§ **Written exercise**: Reproduce the whole listing, character for character.

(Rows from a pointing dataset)
--------------------------------------------------

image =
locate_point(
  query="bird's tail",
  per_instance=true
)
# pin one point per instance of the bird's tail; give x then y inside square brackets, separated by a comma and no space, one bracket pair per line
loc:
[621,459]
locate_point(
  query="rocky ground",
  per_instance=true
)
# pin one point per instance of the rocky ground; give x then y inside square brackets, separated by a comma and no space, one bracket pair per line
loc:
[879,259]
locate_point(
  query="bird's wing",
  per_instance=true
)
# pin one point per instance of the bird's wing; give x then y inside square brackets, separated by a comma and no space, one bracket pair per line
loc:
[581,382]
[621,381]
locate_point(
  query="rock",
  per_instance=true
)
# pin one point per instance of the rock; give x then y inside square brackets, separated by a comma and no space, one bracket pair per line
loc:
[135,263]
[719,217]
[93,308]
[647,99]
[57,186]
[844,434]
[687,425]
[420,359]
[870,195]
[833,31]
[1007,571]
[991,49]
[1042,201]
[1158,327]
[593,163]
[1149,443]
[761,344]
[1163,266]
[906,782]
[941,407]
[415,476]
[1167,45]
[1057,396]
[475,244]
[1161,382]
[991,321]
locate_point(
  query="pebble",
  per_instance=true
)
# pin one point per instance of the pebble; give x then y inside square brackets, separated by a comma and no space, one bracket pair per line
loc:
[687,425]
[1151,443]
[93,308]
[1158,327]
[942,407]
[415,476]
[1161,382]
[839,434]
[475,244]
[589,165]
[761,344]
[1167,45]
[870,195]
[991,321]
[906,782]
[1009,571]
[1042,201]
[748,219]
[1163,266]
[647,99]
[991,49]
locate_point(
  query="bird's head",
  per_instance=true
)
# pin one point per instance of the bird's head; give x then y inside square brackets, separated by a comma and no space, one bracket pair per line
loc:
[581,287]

--------------------------------------------------

§ **Written answer**:
image =
locate_point(
  query="bird's tail",
  per_instance=true
)
# pin one point per instance of the bird's tail; give x then y inside square brackets, separated by a comma and no space, one bracket pair per line
loc:
[621,459]
locate_point(
  query="rocky ground",
  per_instance=true
)
# pin one point per instance of the rocky ground; give x then y inside square brackets, separated by a comma and no space, one bracket pair per line
loc:
[879,259]
locate_point(
  query="bird's wing",
  per_instance=true
)
# pin one point per instance of the bird's wing; give x then y inside square brackets, separated by a comma and no space, one bracket pair per line
loc:
[581,382]
[621,381]
locate_point(
  query="rock",
  per_instance=true
)
# pin one point per instance of the rock; give x then y inside square brackets, separated by a comma and no space, one bracket pair per line
loc:
[135,263]
[719,217]
[93,308]
[647,99]
[57,186]
[844,434]
[687,425]
[420,359]
[870,195]
[833,31]
[1007,571]
[991,49]
[1042,201]
[1158,327]
[593,163]
[1149,443]
[761,344]
[1163,266]
[906,782]
[941,407]
[415,476]
[1167,45]
[1057,396]
[475,244]
[1161,382]
[991,321]
locate_point(
  query="pebble",
  per_instance=true
)
# pin one point per instance of the pebble; give x then y inside square brackets, separated by a comma and no space, one bracket pair per line
loc:
[687,425]
[1151,443]
[93,308]
[1158,327]
[942,407]
[415,476]
[1161,382]
[839,434]
[475,244]
[589,165]
[761,344]
[1167,45]
[870,195]
[991,321]
[906,782]
[1009,571]
[1042,201]
[748,219]
[1163,266]
[647,99]
[991,49]
locate_point(
  query="bird's head",
  per_instance=true
)
# pin one point per instance of the bird's head; give x then y inside square brackets, separated by a comma and no space, one bracket pair per line
loc:
[581,287]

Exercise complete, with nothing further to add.